Start
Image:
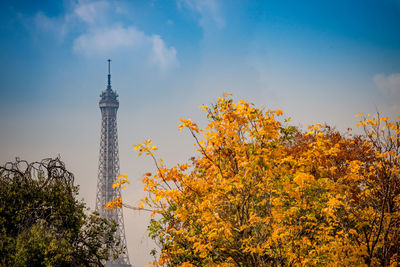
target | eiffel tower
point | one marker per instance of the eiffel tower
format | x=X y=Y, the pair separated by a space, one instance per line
x=109 y=169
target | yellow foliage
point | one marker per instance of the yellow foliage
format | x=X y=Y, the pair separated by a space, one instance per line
x=263 y=193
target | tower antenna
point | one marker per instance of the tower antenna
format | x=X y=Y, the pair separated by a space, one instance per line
x=109 y=74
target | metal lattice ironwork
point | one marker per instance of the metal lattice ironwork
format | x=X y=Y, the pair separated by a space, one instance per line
x=109 y=168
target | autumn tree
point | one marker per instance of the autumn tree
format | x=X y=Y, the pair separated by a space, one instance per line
x=43 y=224
x=264 y=193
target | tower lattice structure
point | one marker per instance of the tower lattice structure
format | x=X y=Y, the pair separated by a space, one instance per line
x=109 y=168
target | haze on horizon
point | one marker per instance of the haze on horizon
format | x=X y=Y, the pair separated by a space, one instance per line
x=318 y=61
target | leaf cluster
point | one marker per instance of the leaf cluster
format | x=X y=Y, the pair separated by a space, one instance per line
x=43 y=224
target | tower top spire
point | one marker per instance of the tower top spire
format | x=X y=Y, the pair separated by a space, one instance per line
x=109 y=75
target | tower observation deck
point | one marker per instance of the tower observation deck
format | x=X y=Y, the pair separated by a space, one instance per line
x=109 y=168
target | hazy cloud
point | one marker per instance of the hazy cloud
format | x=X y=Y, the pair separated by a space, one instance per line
x=389 y=85
x=209 y=10
x=97 y=31
x=92 y=12
x=104 y=40
x=161 y=55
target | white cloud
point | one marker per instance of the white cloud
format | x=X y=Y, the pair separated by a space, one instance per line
x=95 y=30
x=162 y=56
x=104 y=40
x=389 y=85
x=92 y=12
x=56 y=26
x=208 y=10
x=127 y=40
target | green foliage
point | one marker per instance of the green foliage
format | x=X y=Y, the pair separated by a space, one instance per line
x=43 y=224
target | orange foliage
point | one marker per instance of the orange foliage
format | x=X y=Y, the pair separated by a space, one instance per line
x=263 y=193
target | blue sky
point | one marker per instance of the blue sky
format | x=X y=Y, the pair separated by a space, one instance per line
x=319 y=61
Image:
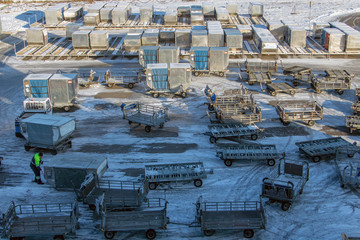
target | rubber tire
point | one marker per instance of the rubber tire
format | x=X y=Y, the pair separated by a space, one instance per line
x=271 y=162
x=197 y=182
x=248 y=233
x=209 y=233
x=285 y=206
x=147 y=129
x=212 y=140
x=227 y=162
x=152 y=186
x=150 y=234
x=109 y=234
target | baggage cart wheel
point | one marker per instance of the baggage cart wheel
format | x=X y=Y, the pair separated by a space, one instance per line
x=152 y=186
x=147 y=128
x=198 y=182
x=209 y=233
x=228 y=162
x=150 y=234
x=271 y=162
x=285 y=206
x=130 y=85
x=248 y=233
x=253 y=137
x=316 y=158
x=109 y=235
x=213 y=139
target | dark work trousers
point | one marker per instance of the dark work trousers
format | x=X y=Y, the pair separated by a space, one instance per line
x=36 y=171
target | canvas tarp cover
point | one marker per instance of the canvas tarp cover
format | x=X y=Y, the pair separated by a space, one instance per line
x=39 y=88
x=160 y=78
x=201 y=60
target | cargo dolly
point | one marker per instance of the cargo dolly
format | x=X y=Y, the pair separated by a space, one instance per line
x=307 y=112
x=321 y=148
x=348 y=168
x=40 y=220
x=148 y=115
x=122 y=78
x=246 y=216
x=149 y=217
x=231 y=152
x=232 y=131
x=286 y=184
x=178 y=172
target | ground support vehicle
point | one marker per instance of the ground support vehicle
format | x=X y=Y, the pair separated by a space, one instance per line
x=128 y=79
x=149 y=217
x=35 y=220
x=321 y=148
x=275 y=88
x=307 y=112
x=287 y=183
x=178 y=172
x=148 y=115
x=242 y=215
x=254 y=152
x=232 y=131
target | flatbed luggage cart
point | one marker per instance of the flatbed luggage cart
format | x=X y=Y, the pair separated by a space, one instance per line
x=321 y=148
x=274 y=88
x=124 y=194
x=287 y=183
x=178 y=172
x=348 y=166
x=232 y=131
x=35 y=220
x=150 y=116
x=353 y=123
x=254 y=152
x=149 y=217
x=127 y=78
x=242 y=215
x=307 y=112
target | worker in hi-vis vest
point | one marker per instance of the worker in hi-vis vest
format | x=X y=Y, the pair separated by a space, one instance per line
x=35 y=166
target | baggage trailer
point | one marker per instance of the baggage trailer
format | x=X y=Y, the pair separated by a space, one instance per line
x=353 y=123
x=307 y=112
x=231 y=152
x=150 y=116
x=242 y=215
x=40 y=220
x=286 y=184
x=232 y=131
x=348 y=167
x=127 y=78
x=124 y=194
x=321 y=148
x=275 y=88
x=178 y=172
x=149 y=217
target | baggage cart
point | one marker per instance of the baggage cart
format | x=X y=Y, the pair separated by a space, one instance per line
x=40 y=220
x=149 y=217
x=232 y=131
x=353 y=123
x=286 y=184
x=178 y=172
x=321 y=148
x=348 y=166
x=124 y=194
x=254 y=152
x=240 y=215
x=307 y=112
x=275 y=88
x=148 y=115
x=127 y=78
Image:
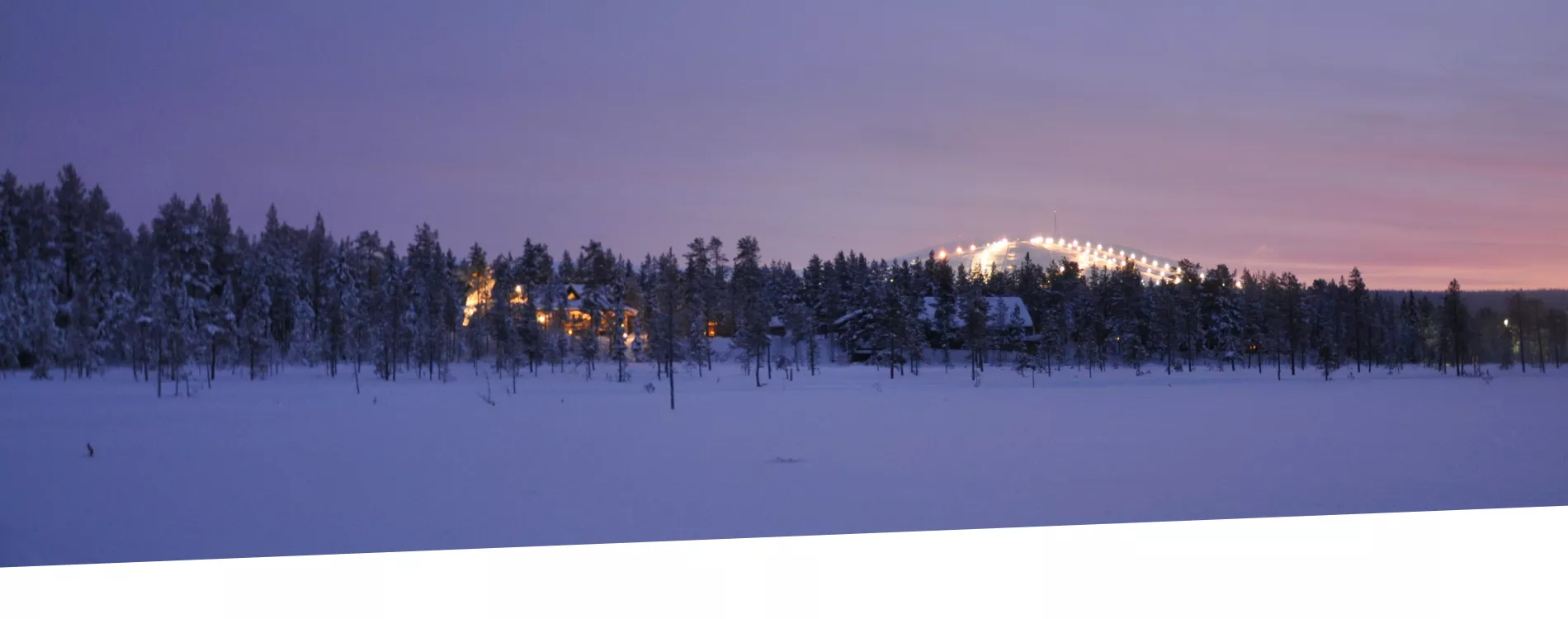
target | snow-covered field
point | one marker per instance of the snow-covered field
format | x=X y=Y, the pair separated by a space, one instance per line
x=300 y=464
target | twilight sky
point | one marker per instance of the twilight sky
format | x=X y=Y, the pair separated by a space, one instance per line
x=1421 y=139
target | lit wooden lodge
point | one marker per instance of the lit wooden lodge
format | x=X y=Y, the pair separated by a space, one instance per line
x=569 y=314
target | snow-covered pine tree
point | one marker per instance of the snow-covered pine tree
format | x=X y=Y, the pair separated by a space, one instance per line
x=750 y=308
x=700 y=301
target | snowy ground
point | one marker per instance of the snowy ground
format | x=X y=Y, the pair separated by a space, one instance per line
x=300 y=464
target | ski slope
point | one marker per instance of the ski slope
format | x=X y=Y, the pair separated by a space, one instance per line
x=300 y=464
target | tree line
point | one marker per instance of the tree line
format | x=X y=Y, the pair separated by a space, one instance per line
x=186 y=296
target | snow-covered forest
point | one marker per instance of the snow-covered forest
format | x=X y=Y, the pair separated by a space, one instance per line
x=188 y=300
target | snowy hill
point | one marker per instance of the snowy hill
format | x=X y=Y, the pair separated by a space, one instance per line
x=1008 y=253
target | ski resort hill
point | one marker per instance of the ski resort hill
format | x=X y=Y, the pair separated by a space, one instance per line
x=1008 y=253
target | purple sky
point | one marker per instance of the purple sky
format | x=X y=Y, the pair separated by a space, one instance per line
x=1421 y=139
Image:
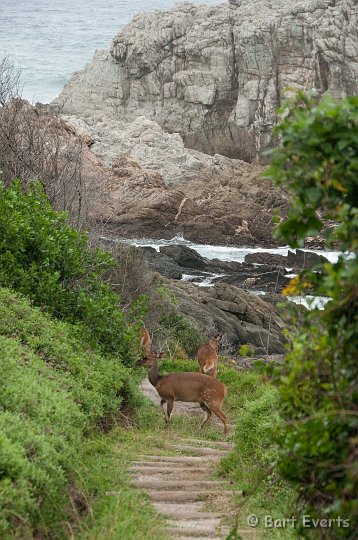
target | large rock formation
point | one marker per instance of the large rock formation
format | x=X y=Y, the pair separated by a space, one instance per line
x=243 y=317
x=158 y=188
x=215 y=74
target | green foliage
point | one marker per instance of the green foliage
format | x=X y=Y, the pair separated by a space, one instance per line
x=176 y=326
x=50 y=262
x=53 y=388
x=318 y=161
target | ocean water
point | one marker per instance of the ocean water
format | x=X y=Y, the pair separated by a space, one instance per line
x=51 y=39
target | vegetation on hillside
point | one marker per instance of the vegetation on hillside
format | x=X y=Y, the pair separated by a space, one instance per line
x=318 y=161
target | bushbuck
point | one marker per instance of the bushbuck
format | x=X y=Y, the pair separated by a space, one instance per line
x=189 y=387
x=208 y=356
x=145 y=341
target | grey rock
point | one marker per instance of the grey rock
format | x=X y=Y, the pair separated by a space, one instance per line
x=185 y=256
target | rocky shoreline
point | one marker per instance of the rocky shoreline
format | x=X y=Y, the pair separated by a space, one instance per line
x=179 y=111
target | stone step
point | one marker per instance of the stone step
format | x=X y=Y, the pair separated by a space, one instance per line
x=176 y=459
x=189 y=495
x=189 y=516
x=196 y=532
x=203 y=537
x=220 y=444
x=206 y=525
x=172 y=476
x=168 y=508
x=205 y=451
x=178 y=484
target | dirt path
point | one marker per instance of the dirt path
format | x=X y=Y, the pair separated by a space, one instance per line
x=181 y=483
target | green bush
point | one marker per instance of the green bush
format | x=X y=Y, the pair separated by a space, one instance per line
x=53 y=389
x=50 y=262
x=318 y=161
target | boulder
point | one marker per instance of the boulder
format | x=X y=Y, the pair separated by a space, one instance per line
x=217 y=74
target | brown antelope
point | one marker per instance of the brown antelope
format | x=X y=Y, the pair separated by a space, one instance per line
x=208 y=356
x=145 y=341
x=188 y=387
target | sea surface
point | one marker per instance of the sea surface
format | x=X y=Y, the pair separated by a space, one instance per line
x=51 y=39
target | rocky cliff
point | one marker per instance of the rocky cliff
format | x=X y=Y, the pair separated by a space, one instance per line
x=216 y=74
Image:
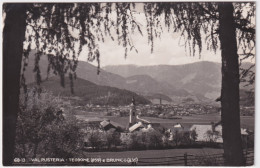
End
**The exercise:**
Find every line in the items above that contains the string "ironwork" and copy each of those lines, treating uppercase and lowercase letters as different.

**Answer to this exercise:**
target | metal lattice ironwork
point | one marker per instance of the metal lattice ironwork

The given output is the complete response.